INPUT MATERIAL Start Marker

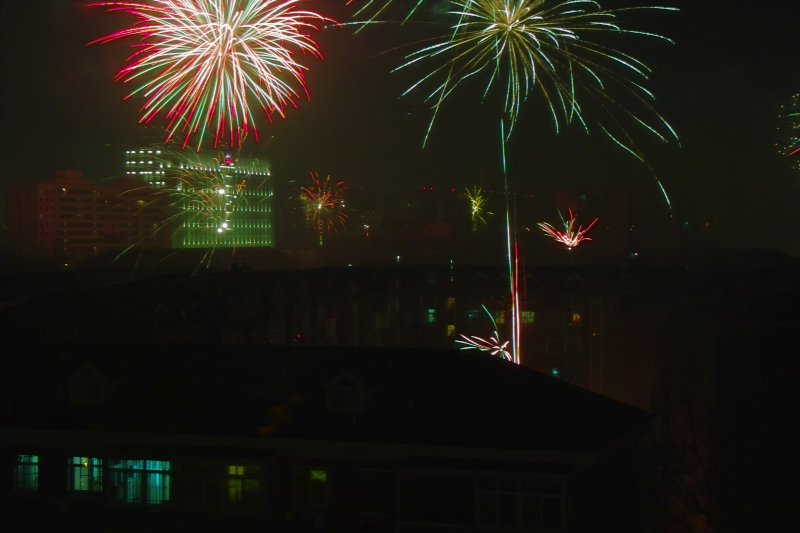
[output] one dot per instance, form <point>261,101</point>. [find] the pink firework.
<point>207,64</point>
<point>324,204</point>
<point>570,236</point>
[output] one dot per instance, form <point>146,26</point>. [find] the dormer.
<point>345,394</point>
<point>86,386</point>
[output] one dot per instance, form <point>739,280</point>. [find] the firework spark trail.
<point>372,9</point>
<point>522,45</point>
<point>493,345</point>
<point>570,237</point>
<point>202,63</point>
<point>324,204</point>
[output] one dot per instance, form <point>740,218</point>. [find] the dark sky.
<point>719,86</point>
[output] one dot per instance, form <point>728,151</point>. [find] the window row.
<point>150,482</point>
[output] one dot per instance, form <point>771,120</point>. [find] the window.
<point>243,487</point>
<point>26,473</point>
<point>553,318</point>
<point>520,503</point>
<point>430,316</point>
<point>139,481</point>
<point>528,318</point>
<point>85,474</point>
<point>310,488</point>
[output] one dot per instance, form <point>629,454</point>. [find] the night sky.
<point>720,86</point>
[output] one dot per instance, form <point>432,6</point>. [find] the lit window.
<point>243,487</point>
<point>26,473</point>
<point>430,316</point>
<point>85,474</point>
<point>310,488</point>
<point>528,318</point>
<point>520,503</point>
<point>140,481</point>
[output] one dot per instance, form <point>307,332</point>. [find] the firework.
<point>522,45</point>
<point>324,204</point>
<point>492,345</point>
<point>477,206</point>
<point>789,131</point>
<point>206,64</point>
<point>570,237</point>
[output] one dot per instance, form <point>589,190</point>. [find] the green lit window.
<point>243,487</point>
<point>26,473</point>
<point>85,474</point>
<point>473,314</point>
<point>528,318</point>
<point>139,481</point>
<point>310,488</point>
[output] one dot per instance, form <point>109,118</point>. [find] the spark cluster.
<point>570,237</point>
<point>477,205</point>
<point>493,345</point>
<point>522,45</point>
<point>788,144</point>
<point>324,204</point>
<point>207,64</point>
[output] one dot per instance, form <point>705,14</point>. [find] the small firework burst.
<point>477,205</point>
<point>324,204</point>
<point>493,345</point>
<point>570,237</point>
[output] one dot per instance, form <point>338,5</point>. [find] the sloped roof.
<point>419,397</point>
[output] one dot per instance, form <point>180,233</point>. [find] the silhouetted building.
<point>155,438</point>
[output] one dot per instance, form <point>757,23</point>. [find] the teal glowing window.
<point>85,474</point>
<point>528,318</point>
<point>26,473</point>
<point>243,487</point>
<point>140,481</point>
<point>310,488</point>
<point>430,316</point>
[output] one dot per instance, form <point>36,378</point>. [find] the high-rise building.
<point>70,218</point>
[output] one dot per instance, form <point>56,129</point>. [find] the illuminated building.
<point>221,201</point>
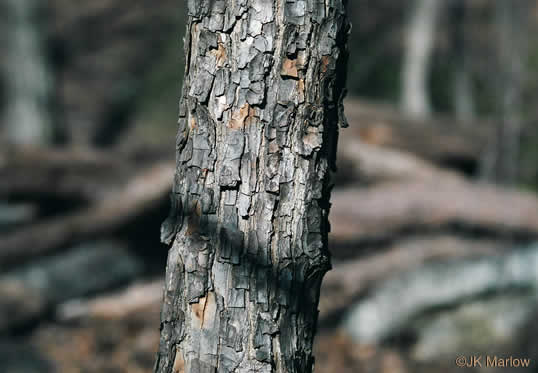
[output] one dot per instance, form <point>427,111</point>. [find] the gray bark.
<point>258,123</point>
<point>27,117</point>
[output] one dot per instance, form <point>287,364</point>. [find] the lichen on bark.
<point>258,126</point>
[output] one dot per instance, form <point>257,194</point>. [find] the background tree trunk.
<point>26,118</point>
<point>261,104</point>
<point>418,51</point>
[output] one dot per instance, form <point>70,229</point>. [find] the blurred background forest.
<point>435,210</point>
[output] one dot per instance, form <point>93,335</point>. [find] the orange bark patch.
<point>300,91</point>
<point>179,362</point>
<point>221,55</point>
<point>252,114</point>
<point>289,68</point>
<point>238,117</point>
<point>205,310</point>
<point>193,221</point>
<point>325,60</point>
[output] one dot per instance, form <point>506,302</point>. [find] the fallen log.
<point>383,211</point>
<point>146,190</point>
<point>442,140</point>
<point>32,173</point>
<point>440,285</point>
<point>29,292</point>
<point>348,280</point>
<point>365,163</point>
<point>118,305</point>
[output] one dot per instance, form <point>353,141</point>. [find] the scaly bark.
<point>258,124</point>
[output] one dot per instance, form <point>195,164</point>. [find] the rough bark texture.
<point>259,116</point>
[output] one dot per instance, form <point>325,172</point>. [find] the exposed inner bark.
<point>259,116</point>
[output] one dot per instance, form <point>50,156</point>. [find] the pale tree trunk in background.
<point>258,124</point>
<point>464,106</point>
<point>26,116</point>
<point>419,42</point>
<point>502,159</point>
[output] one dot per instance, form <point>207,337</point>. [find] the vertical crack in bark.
<point>257,130</point>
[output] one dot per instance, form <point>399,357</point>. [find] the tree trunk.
<point>27,117</point>
<point>258,124</point>
<point>418,51</point>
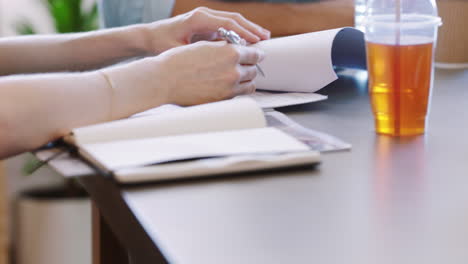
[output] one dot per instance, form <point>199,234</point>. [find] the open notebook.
<point>224,137</point>
<point>229,136</point>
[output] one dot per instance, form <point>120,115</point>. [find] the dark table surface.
<point>388,200</point>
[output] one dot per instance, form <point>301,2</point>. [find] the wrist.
<point>141,39</point>
<point>136,87</point>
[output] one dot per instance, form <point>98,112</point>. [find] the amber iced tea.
<point>399,86</point>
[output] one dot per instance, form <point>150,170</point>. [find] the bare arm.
<point>284,18</point>
<point>71,52</point>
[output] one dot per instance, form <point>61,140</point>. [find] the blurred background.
<point>48,219</point>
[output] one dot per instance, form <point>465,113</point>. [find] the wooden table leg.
<point>106,247</point>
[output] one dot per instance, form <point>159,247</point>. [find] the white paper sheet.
<point>300,63</point>
<point>273,100</point>
<point>219,116</point>
<point>140,152</point>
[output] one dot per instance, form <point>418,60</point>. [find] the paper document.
<point>317,141</point>
<point>141,152</point>
<point>273,100</point>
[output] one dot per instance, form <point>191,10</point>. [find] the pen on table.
<point>232,37</point>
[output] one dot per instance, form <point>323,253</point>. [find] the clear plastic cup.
<point>400,43</point>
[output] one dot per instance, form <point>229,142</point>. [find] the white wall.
<point>14,11</point>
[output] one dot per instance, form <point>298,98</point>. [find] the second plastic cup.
<point>400,55</point>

INPUT MATERIAL End Marker

EXERCISE GOAL — Your answer must consist of the entries, unchanged, with no pictures in it.

EXPECTED OUTPUT —
[output] one dot per instance, form <point>261,101</point>. [find] the pink firework.
<point>207,64</point>
<point>324,204</point>
<point>570,236</point>
[output] one dot per instance, form <point>146,26</point>. [find] the dormer.
<point>345,394</point>
<point>86,386</point>
[output] one dot per instance, form <point>739,280</point>. [find] the firework spark trail.
<point>372,9</point>
<point>522,45</point>
<point>493,345</point>
<point>570,237</point>
<point>202,63</point>
<point>324,204</point>
[output] one dot per instance, form <point>740,218</point>. [find] the dark sky.
<point>719,86</point>
[output] one dot per instance, form <point>728,151</point>. [find] the window row.
<point>150,482</point>
[output] one dot per instance, form <point>771,120</point>. [find] the window.
<point>243,487</point>
<point>26,473</point>
<point>553,318</point>
<point>520,503</point>
<point>430,316</point>
<point>139,481</point>
<point>528,318</point>
<point>85,474</point>
<point>310,488</point>
[output] one dot per instance, form <point>629,454</point>. [find] the night sky.
<point>720,86</point>
[output] one dot per instance, form <point>432,6</point>. [find] the lit window.
<point>243,487</point>
<point>26,473</point>
<point>430,316</point>
<point>85,474</point>
<point>310,488</point>
<point>528,318</point>
<point>520,503</point>
<point>140,481</point>
[output] one dot per instance, form <point>307,332</point>. [find] the firework.
<point>522,45</point>
<point>324,204</point>
<point>492,345</point>
<point>477,206</point>
<point>789,131</point>
<point>206,64</point>
<point>570,237</point>
[output] one dot per instance, form <point>589,190</point>. [find] the green lit window.
<point>243,487</point>
<point>26,473</point>
<point>85,474</point>
<point>473,314</point>
<point>528,318</point>
<point>139,481</point>
<point>310,488</point>
[output] one dot per instance, form <point>109,118</point>. [find] the spark cluster.
<point>570,237</point>
<point>477,205</point>
<point>493,345</point>
<point>522,45</point>
<point>788,144</point>
<point>324,204</point>
<point>207,64</point>
[output] one dot per instance, form <point>705,14</point>. [find] the small firework burst.
<point>477,205</point>
<point>324,204</point>
<point>493,345</point>
<point>570,237</point>
[output] one dot per instance, form <point>338,5</point>. [find] the sloped roof.
<point>419,397</point>
[output] one dot per instance, form <point>180,233</point>. [find] the silhouetted building.
<point>155,438</point>
[output] one dot per instance, form <point>757,23</point>. [find] the teal glowing window.
<point>85,474</point>
<point>528,318</point>
<point>26,473</point>
<point>243,487</point>
<point>140,481</point>
<point>310,488</point>
<point>430,316</point>
[output] one dot per instance, form <point>36,378</point>. [find] the high-rise building.
<point>70,218</point>
[output] one dot per instance, form <point>56,129</point>. [find] the illuminated building.
<point>221,201</point>
[output] one dot per instance, form <point>427,111</point>. [find] the gray bark.
<point>258,123</point>
<point>27,117</point>
[output] one dot per instance, form <point>287,364</point>. [find] the lichen on bark.
<point>258,126</point>
[output] one dot per instance, form <point>257,194</point>. [find] the background tree trunk.
<point>26,118</point>
<point>261,104</point>
<point>418,51</point>
[output] one dot per instance, form <point>70,229</point>. [find] the blurred background forest.
<point>435,210</point>
[output] one dot per instance, form <point>93,335</point>. [find] the orange bark patch.
<point>300,91</point>
<point>179,362</point>
<point>221,55</point>
<point>252,114</point>
<point>289,68</point>
<point>238,117</point>
<point>205,310</point>
<point>193,221</point>
<point>325,60</point>
[output] one dot per instance, form <point>506,302</point>. [find] the fallen log.
<point>383,211</point>
<point>146,190</point>
<point>442,140</point>
<point>32,173</point>
<point>440,285</point>
<point>29,292</point>
<point>348,280</point>
<point>365,163</point>
<point>118,305</point>
[output] one dot per instance, form <point>353,141</point>. [find] the scaly bark.
<point>258,124</point>
[output] one dot per instance, form <point>195,164</point>. [find] the rough bark texture.
<point>259,116</point>
[output] one dot per instance, form <point>325,172</point>. [find] the exposed inner bark.
<point>259,116</point>
[output] one dot per instance, form <point>50,156</point>. [find] the pale tree trunk in background.
<point>258,124</point>
<point>464,106</point>
<point>26,116</point>
<point>419,42</point>
<point>502,159</point>
[output] one dot per instance, form <point>207,337</point>. [find] the vertical crack in bark.
<point>257,130</point>
[output] one dot per instance, form <point>399,357</point>. [find] the tree trunk.
<point>27,117</point>
<point>258,124</point>
<point>418,51</point>
[output] one dot per instance, form <point>199,234</point>. [find] the open notebook.
<point>224,137</point>
<point>229,136</point>
[output] one dot per instance, form <point>120,115</point>. [find] the dark table surface.
<point>388,200</point>
[output] one dot per instance, form <point>301,2</point>. [find] the wrist.
<point>141,39</point>
<point>136,87</point>
[output] one dot per instance, form <point>98,112</point>. [find] the amber iced tea.
<point>399,86</point>
[output] one dot per instance, form <point>150,170</point>. [find] the bare arm.
<point>284,18</point>
<point>71,52</point>
[output] one dot per instance, form <point>61,140</point>. [find] the blurred background.
<point>48,219</point>
[output] one dot per instance, form <point>465,113</point>. [find] the wooden table leg.
<point>106,247</point>
[output] one dot per instance, form <point>159,247</point>. [find] the white paper sheet.
<point>300,63</point>
<point>273,100</point>
<point>219,116</point>
<point>140,152</point>
[output] one dot per instance, form <point>418,60</point>. [find] the paper document.
<point>317,141</point>
<point>141,152</point>
<point>273,100</point>
[output] one dot per instance, form <point>191,10</point>. [find] the pen on table.
<point>232,37</point>
[output] one dot per instance, form <point>323,253</point>. [find] the clear plastic cup.
<point>400,43</point>
[output] one dot per instance, form <point>229,142</point>. [find] the white wall.
<point>14,11</point>
[output] one dot per instance, form <point>298,98</point>. [find] the second plastic cup.
<point>400,55</point>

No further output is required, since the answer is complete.